(Your instructions): Recast the lines running from the one containing "- **Object to detect**: the narrow dirt path" through the end of the records, inclusive, as a JSON list of strings with one string per line and blank lines omitted. Include no other lines.

_____

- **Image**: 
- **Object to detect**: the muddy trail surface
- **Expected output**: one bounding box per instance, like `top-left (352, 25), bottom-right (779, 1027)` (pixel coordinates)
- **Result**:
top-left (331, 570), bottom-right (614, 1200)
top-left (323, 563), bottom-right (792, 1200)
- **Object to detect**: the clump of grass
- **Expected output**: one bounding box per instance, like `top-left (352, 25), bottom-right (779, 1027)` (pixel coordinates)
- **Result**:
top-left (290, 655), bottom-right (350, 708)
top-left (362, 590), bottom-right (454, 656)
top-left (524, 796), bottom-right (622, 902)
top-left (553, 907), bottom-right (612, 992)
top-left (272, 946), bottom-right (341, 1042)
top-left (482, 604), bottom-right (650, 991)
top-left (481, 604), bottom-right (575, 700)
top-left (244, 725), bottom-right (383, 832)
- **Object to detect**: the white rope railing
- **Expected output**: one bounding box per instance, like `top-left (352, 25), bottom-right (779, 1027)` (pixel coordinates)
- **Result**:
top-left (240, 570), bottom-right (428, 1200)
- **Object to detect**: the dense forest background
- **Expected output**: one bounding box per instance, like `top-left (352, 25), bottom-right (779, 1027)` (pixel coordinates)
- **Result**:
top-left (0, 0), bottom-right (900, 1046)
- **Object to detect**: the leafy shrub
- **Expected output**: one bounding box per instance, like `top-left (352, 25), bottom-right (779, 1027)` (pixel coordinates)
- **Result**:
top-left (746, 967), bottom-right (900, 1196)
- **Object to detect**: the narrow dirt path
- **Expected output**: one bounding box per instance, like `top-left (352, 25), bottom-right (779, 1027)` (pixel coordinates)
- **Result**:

_____

(Exercise response):
[
  "- **Object to detect**: the narrow dirt path",
  "- **Expected output**: one bounding box per instance, like `top-left (352, 25), bottom-right (779, 1027)` (pixel coordinates)",
  "- **Result**:"
]